┌─ Extracted entries

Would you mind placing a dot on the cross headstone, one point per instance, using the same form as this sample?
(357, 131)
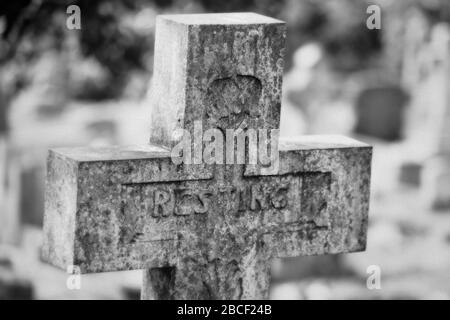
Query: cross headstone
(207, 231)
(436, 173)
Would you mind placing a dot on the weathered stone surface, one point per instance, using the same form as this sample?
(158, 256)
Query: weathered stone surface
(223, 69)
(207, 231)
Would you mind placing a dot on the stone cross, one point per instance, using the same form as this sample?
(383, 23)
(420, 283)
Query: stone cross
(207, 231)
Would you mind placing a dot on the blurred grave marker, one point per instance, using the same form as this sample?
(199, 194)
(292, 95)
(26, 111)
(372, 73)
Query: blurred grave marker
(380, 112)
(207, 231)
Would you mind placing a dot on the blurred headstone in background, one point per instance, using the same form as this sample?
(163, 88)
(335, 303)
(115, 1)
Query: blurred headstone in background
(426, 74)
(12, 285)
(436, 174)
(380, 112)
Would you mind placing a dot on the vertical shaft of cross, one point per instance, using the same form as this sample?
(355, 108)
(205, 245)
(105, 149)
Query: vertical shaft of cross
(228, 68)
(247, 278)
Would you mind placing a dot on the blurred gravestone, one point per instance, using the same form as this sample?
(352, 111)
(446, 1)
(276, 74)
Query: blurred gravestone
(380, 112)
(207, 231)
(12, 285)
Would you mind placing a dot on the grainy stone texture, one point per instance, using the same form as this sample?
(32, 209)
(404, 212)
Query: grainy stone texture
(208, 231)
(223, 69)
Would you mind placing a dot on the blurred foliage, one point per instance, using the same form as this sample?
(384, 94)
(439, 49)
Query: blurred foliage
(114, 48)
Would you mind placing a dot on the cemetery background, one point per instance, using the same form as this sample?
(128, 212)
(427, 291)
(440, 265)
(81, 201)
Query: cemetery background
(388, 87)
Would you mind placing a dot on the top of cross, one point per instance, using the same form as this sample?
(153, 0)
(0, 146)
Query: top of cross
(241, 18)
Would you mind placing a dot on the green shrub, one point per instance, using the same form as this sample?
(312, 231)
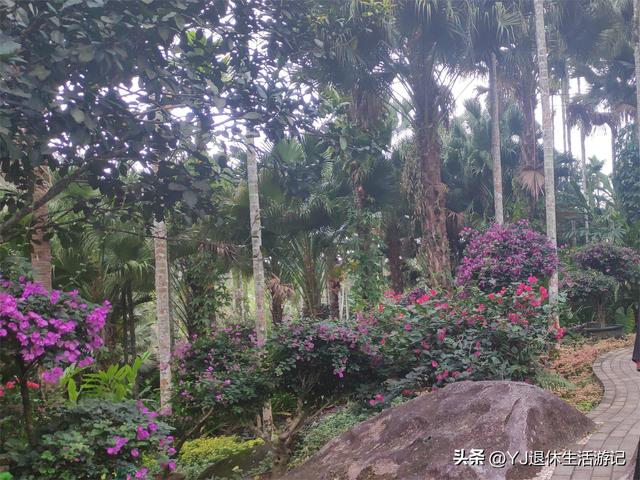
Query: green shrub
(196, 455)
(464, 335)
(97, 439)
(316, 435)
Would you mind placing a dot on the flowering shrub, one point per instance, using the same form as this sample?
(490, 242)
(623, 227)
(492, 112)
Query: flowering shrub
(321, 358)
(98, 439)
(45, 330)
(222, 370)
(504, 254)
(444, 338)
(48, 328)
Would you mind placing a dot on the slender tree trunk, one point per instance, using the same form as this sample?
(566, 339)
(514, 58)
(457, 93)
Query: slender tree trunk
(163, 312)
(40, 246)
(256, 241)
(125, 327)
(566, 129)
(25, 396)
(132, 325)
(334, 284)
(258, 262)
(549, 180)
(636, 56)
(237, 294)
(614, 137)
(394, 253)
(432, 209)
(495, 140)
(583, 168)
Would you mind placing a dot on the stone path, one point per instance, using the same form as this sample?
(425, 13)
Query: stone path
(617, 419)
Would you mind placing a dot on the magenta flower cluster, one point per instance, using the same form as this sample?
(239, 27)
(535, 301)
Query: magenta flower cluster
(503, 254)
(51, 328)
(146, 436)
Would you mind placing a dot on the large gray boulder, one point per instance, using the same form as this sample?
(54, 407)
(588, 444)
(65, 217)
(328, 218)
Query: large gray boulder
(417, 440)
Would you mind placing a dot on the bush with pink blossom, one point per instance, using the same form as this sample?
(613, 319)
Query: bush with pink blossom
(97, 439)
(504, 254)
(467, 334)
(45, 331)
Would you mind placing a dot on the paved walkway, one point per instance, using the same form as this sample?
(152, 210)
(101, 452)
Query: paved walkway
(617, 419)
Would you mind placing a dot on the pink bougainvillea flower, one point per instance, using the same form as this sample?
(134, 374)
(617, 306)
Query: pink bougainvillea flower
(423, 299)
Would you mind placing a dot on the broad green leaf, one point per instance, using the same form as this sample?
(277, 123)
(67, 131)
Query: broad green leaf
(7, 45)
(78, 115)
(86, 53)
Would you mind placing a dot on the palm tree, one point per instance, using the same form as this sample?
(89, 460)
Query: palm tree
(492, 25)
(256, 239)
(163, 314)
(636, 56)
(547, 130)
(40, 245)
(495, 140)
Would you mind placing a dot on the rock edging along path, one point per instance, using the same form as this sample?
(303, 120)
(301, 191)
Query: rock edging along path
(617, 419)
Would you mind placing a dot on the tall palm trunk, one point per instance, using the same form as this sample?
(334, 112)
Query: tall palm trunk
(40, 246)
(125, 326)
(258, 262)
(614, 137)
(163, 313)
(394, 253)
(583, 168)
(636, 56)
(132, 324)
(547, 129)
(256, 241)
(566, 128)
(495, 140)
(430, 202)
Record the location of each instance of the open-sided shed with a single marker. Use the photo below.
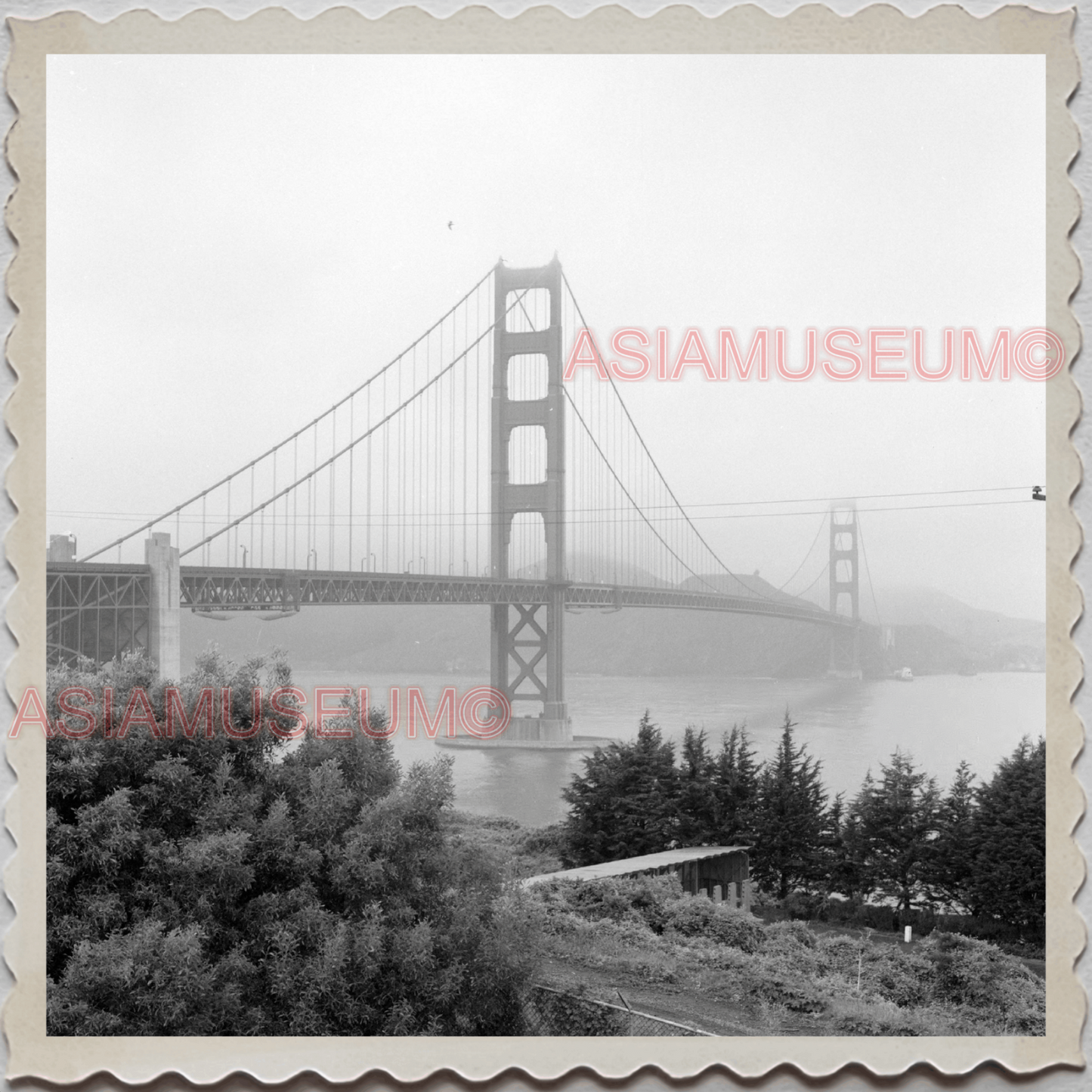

└─

Task statement
Could you transcribe every entry exactly, leaving out the pictures?

Expected answer
Would you mind placing a dot on the cross headstone, one point per instance, using the same form as this sample?
(357, 131)
Query: cross headstone
(207, 231)
(436, 173)
Would you mind placing a dot on the weathered stone surface, one point per instance, using the same form as this sample?
(158, 256)
Query: weathered stone surface
(223, 69)
(207, 231)
Would you mind placing a dot on the stone cross, one point per instance, using the same form as this sample?
(383, 23)
(420, 283)
Query: stone cross
(207, 231)
Would you mind placing a dot on the blurred grave marker, one point per instance, using the same form as this sample?
(199, 194)
(292, 95)
(26, 111)
(372, 73)
Query: blurred grave marker
(380, 112)
(207, 231)
Would you mind placing a dot on the blurred headstone in background, one point per instance, using the same form as this sample?
(163, 88)
(335, 303)
(115, 1)
Query: blurred headstone in background
(426, 74)
(12, 285)
(436, 174)
(380, 112)
Would you mind placing a dot on the vertical shaft of cross, one point per instance, using the same form as this sample?
(355, 108)
(205, 245)
(105, 149)
Query: vertical shaft of cross
(228, 68)
(247, 278)
Would you mind placing a dot on the blurred gravestone, one point per instance, using the same form as this sample?
(352, 111)
(446, 1)
(276, 74)
Query: blurred gravestone
(380, 112)
(207, 231)
(12, 285)
Would you mind placing a dot on the grainy stone texture, one point per instance, using the same form as this sample?
(32, 209)
(404, 212)
Query: grainy stone texture
(208, 231)
(223, 69)
Would you mind placing a dot on the blurred foliage, one point per instance, using the same form as this sample?
(384, 94)
(439, 49)
Query: blurred foliage
(114, 48)
Would you mind placing a dot on the cemetery background, one point per instance, using the same form as this sample?
(128, 212)
(427, 291)
(440, 265)
(81, 201)
Query: cemetery background
(388, 87)
Would you mind placing a dot on the top of cross, one point per instance, using the same form as this sample?
(153, 0)
(0, 146)
Query: top of cross
(241, 18)
Would you mind placing a dot on the green shrub, one point per instance, using the same form as this sample?
(312, 231)
Query: green shrub
(196, 455)
(464, 335)
(97, 439)
(316, 435)
Would you mind placing a dot on the flowering shrub, one point per instance, using the same form as this sample?
(490, 242)
(623, 227)
(492, 112)
Query: flowering shrub
(321, 358)
(98, 439)
(45, 330)
(222, 370)
(504, 254)
(444, 338)
(48, 328)
Would you mind placing a dot on the slender tree trunk, one point per instance, using the same form as this sample?
(566, 339)
(514, 58)
(457, 93)
Query: slender tree trunk
(163, 312)
(40, 246)
(256, 241)
(125, 327)
(566, 129)
(25, 396)
(132, 325)
(334, 284)
(258, 262)
(549, 180)
(636, 56)
(237, 294)
(614, 137)
(394, 253)
(432, 209)
(495, 140)
(583, 168)
Would you mind placing a dot on the stone path, one point per instance, using the same form as this sample?
(425, 13)
Query: stone path
(617, 419)
Would you mind placing a dot on the magenta flower cluster, one point per instance, using the same form as this sample?
(239, 27)
(535, 301)
Query: magenta flower cluster
(503, 254)
(51, 328)
(146, 436)
Would you mind placing a dot on the large gray boulder, one point per instance, using the same form as this sample?
(54, 407)
(588, 444)
(65, 217)
(328, 218)
Query: large gray boulder
(417, 440)
Would you mind placing a dot on the bush with pink blossom, one point per instance, using the same form as this sample?
(613, 319)
Query: bush with pink blossom
(97, 439)
(504, 254)
(467, 334)
(45, 331)
Would you mind placing a dot on the paved walkway, one point per instance, using the same form as this sample?
(152, 210)
(101, 452)
Query: paved walkway
(617, 419)
Would you mind placing a dot on the pink bougainvillea flower, one point per instance, using the same form as this sample?
(134, 374)
(617, 306)
Query: pink bougainvillea flower
(423, 299)
Would you mind placing a dot on the broad green leaf, one point per instance, using the same form as this sample?
(277, 123)
(67, 131)
Query: broad green leaf
(7, 45)
(78, 115)
(86, 53)
Would you mind placing a dot on the palm tree, one point per instance, using the same form as this sample?
(89, 460)
Query: palm tree
(492, 25)
(256, 239)
(163, 314)
(636, 56)
(547, 130)
(40, 245)
(495, 140)
Would you mind placing a dot on the rock edging along path, one point per instance, using the same form as this sample?
(303, 120)
(301, 191)
Query: rock edging along path
(617, 419)
Would you mind placing a dot on the tall palm trunk, one point per instance, using the same form as this sample?
(334, 112)
Query: tall palm trunk
(40, 246)
(125, 326)
(258, 262)
(614, 137)
(163, 313)
(394, 253)
(583, 168)
(636, 56)
(132, 324)
(547, 129)
(256, 241)
(566, 128)
(495, 140)
(430, 202)
Record the location of each instance of the open-sided shed with a single marker. Use the photo below.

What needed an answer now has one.